How many lines in the items below contain the word "building"? Reply with the number only.

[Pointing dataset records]
★ ★ ★ ★ ★ ★ ★

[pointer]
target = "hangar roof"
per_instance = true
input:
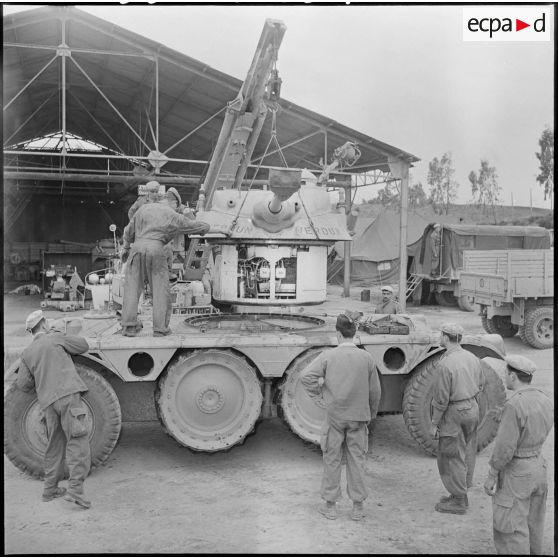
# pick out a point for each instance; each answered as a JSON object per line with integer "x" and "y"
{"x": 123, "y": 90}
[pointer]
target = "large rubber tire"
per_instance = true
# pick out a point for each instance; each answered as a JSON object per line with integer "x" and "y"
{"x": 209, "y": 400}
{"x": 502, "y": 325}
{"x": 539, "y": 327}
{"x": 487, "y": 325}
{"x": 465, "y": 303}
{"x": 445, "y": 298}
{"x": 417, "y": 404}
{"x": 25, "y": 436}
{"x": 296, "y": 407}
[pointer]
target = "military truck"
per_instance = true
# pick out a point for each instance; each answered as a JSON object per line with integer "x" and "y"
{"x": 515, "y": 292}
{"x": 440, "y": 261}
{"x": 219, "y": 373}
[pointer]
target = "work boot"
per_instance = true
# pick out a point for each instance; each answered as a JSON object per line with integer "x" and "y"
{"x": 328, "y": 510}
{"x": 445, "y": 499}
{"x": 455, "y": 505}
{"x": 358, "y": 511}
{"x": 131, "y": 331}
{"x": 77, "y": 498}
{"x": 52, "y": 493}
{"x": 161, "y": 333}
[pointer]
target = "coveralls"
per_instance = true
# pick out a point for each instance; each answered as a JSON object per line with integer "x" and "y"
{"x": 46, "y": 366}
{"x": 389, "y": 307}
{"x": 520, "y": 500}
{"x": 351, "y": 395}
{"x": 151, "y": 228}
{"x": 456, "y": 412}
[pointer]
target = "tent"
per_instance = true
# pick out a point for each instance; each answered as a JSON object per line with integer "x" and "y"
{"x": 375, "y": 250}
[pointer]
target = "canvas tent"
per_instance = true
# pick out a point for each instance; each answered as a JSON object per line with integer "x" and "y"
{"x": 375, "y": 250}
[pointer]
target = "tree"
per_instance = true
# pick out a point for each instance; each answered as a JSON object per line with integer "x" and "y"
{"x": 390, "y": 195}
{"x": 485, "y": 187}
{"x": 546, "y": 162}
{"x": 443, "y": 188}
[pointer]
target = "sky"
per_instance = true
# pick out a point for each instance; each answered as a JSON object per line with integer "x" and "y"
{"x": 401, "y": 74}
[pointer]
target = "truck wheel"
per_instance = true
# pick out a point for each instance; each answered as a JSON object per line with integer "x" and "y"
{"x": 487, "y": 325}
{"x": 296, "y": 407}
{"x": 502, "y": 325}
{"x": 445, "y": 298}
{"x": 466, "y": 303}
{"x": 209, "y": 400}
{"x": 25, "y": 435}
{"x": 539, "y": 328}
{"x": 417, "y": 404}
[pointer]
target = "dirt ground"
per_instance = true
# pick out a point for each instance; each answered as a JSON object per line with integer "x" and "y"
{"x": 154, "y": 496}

★ ★ ★ ★ ★ ★ ★

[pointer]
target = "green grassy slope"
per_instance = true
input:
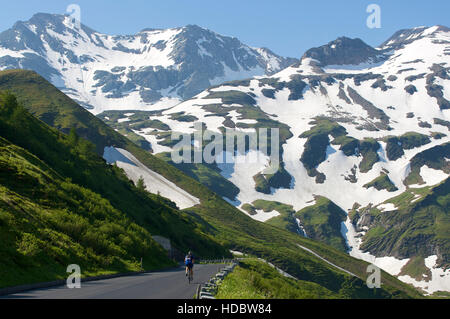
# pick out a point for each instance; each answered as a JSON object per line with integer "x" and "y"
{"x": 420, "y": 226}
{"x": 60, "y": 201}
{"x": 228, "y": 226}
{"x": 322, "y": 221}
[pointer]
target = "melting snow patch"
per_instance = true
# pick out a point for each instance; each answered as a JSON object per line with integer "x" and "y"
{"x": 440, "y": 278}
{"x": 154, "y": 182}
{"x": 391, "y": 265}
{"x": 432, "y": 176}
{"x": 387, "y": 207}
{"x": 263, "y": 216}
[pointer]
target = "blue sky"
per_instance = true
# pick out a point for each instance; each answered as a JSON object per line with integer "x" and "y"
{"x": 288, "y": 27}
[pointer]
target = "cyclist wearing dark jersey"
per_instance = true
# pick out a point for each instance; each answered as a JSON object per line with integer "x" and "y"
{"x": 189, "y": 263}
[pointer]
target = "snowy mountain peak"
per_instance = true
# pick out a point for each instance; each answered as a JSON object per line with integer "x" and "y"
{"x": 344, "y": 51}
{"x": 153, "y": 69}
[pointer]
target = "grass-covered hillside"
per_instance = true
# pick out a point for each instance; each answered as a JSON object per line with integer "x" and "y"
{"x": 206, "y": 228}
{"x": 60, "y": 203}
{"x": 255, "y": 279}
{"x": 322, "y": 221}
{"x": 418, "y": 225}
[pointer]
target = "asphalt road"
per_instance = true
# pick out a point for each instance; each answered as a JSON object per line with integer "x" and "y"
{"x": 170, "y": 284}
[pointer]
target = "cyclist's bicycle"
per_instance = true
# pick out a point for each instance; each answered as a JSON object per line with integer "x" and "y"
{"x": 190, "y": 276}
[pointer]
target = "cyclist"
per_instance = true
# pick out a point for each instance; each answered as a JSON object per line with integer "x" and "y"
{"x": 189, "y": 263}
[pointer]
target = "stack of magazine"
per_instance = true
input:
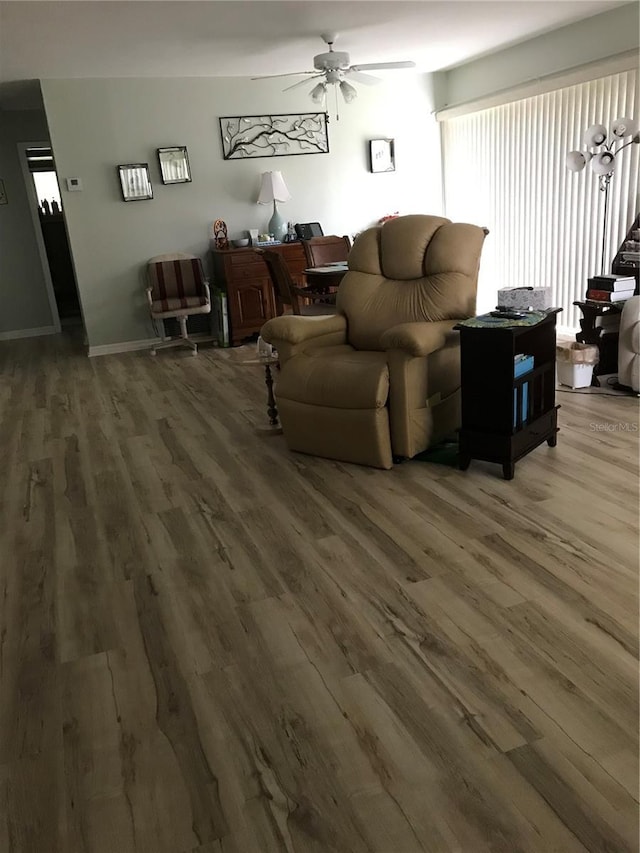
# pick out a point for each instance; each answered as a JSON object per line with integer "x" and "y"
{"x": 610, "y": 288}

★ ★ ★ ★ ★ ★ ★

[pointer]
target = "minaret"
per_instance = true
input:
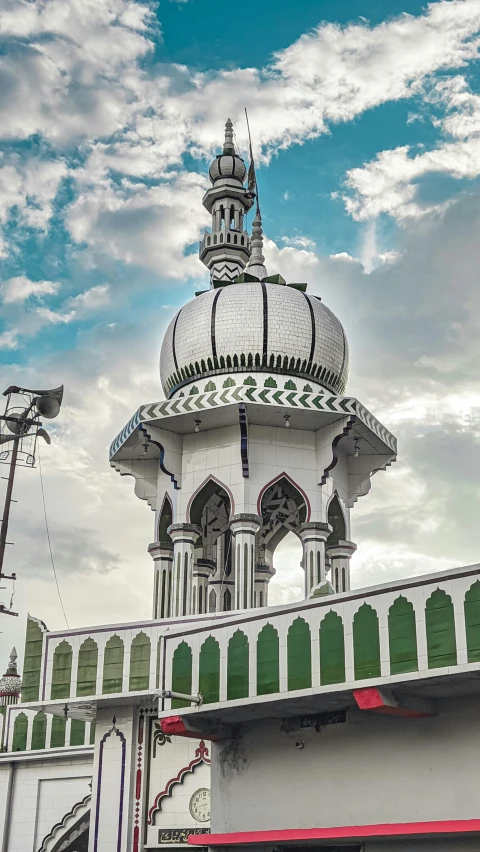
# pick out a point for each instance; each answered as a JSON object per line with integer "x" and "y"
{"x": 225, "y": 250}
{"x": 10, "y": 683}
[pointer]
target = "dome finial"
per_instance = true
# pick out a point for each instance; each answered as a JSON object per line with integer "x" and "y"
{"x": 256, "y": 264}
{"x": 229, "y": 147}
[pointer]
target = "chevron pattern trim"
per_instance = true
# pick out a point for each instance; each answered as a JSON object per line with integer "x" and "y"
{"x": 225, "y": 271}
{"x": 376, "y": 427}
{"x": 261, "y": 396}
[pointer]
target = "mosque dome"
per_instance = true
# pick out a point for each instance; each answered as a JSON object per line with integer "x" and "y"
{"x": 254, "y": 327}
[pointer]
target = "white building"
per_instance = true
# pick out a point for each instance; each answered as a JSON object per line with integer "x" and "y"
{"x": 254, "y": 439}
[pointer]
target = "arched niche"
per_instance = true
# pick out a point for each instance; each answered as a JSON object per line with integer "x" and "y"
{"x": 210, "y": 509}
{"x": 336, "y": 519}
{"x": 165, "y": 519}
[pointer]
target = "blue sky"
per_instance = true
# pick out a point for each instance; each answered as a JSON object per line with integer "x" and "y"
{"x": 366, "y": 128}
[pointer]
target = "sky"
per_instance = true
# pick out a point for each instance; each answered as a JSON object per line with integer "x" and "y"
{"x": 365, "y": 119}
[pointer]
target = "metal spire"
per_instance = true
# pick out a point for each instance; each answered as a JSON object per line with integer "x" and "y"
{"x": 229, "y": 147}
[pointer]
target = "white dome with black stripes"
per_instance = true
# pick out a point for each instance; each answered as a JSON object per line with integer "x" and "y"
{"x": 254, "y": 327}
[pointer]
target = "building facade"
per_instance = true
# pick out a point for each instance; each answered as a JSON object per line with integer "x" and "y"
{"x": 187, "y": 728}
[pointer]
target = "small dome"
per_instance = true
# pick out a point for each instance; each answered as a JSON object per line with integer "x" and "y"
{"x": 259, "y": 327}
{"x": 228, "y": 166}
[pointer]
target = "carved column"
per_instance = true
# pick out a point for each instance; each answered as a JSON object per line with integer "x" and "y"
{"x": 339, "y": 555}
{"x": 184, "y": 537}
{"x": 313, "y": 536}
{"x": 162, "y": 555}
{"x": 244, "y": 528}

★ ★ ★ ★ ★ ★ ★

● Worked answer:
2